**Directions for this task**: Please give an exact copy of every line from the one holding "Each instance receives one keypoint. Mark the bus wheel" through the final line of the records below.
_ _ _
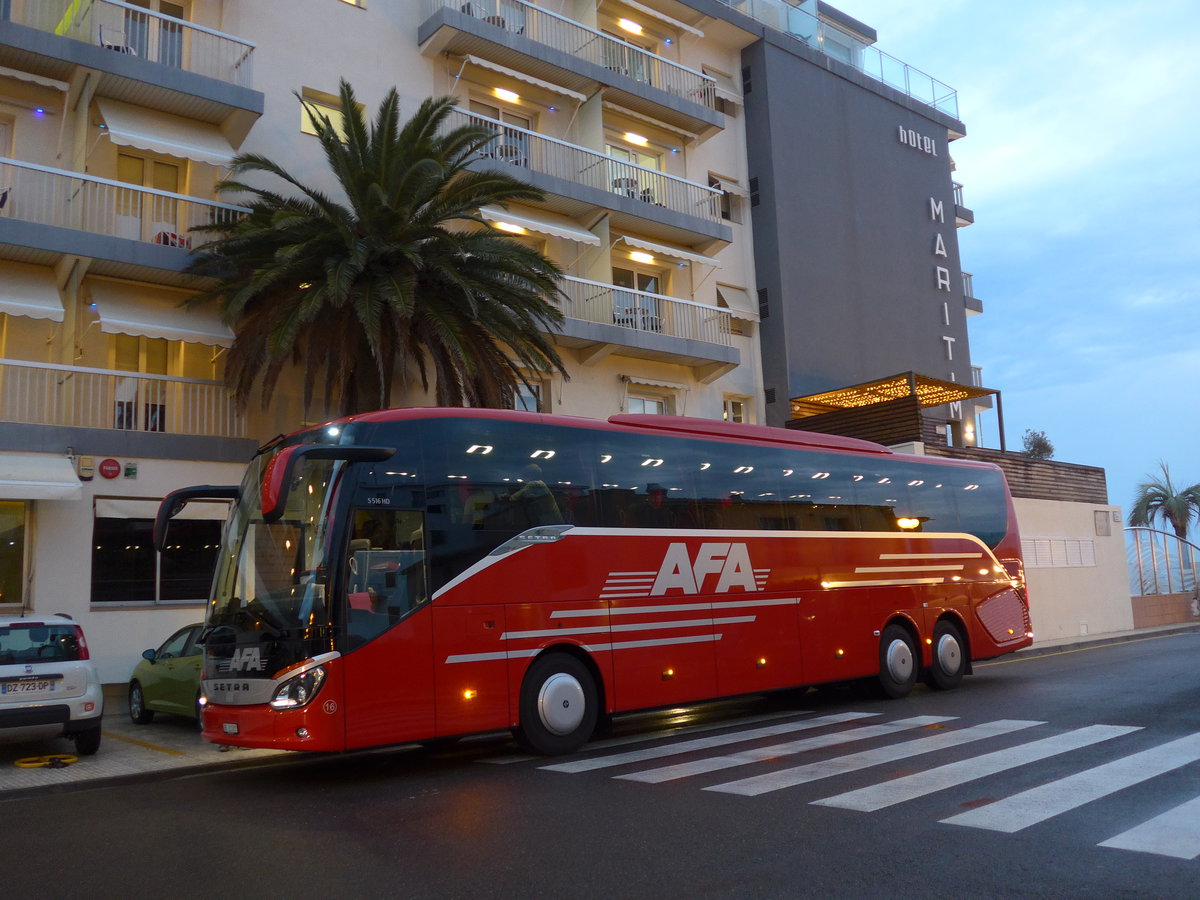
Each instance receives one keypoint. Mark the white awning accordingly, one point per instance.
(738, 301)
(37, 477)
(165, 133)
(670, 252)
(543, 223)
(528, 79)
(142, 508)
(148, 311)
(5, 72)
(664, 17)
(29, 291)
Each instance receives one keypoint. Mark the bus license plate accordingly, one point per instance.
(25, 687)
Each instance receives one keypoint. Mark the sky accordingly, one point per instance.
(1081, 165)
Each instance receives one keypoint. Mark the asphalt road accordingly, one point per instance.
(1072, 774)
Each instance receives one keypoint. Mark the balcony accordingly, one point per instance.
(127, 231)
(846, 47)
(562, 51)
(41, 394)
(579, 179)
(141, 57)
(603, 318)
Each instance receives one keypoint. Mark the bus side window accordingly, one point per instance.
(385, 570)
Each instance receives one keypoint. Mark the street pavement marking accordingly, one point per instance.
(868, 799)
(1038, 804)
(143, 743)
(813, 772)
(684, 747)
(1176, 833)
(762, 754)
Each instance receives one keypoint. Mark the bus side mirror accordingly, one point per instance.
(281, 469)
(173, 504)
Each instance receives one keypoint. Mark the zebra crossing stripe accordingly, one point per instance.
(714, 763)
(1176, 833)
(813, 772)
(684, 747)
(909, 787)
(1050, 799)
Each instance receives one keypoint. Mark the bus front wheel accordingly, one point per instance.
(898, 661)
(949, 661)
(558, 706)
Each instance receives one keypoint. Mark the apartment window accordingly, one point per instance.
(12, 551)
(737, 409)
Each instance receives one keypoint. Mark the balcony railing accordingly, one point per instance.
(71, 199)
(124, 28)
(551, 156)
(41, 394)
(639, 311)
(849, 48)
(569, 36)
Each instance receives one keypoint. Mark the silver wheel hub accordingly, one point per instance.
(561, 703)
(899, 659)
(949, 654)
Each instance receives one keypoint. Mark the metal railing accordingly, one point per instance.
(551, 156)
(133, 30)
(42, 394)
(640, 311)
(847, 47)
(71, 199)
(1159, 562)
(582, 42)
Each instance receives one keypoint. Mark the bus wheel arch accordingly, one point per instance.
(899, 659)
(559, 703)
(951, 654)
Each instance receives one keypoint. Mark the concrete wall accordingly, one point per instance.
(1071, 600)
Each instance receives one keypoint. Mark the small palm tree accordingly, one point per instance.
(391, 281)
(1158, 498)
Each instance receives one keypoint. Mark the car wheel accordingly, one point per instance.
(898, 661)
(87, 742)
(138, 712)
(949, 661)
(558, 706)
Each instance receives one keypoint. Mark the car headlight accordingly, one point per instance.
(299, 690)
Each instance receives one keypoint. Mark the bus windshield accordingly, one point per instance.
(269, 607)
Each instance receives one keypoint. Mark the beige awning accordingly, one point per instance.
_ _ _
**Output for this exercise**:
Each instance receives one keypoint. Mark the bus wheel arch accordingly, one point per instance.
(899, 659)
(559, 703)
(951, 654)
Each instance receives one keypoint. Mark the concrete wall accordingly, one point per instance.
(1071, 600)
Each instance receives one keypoint. Mark the small palm tree accordingly, one point per instance.
(391, 281)
(1158, 498)
Each instance receives one keypoint. Mark the car wheel accordingly, one point per instance.
(898, 661)
(87, 742)
(138, 712)
(949, 661)
(558, 706)
Each instance receives one keypoint. Mark the car headlight accordingly, one point per instance.
(299, 690)
Each instance receives one keypoint. Mark the bus windshield accordingly, one point per instance.
(269, 607)
Each instance receives one keypoint. Mark the beige awning accordingly, one point per instance.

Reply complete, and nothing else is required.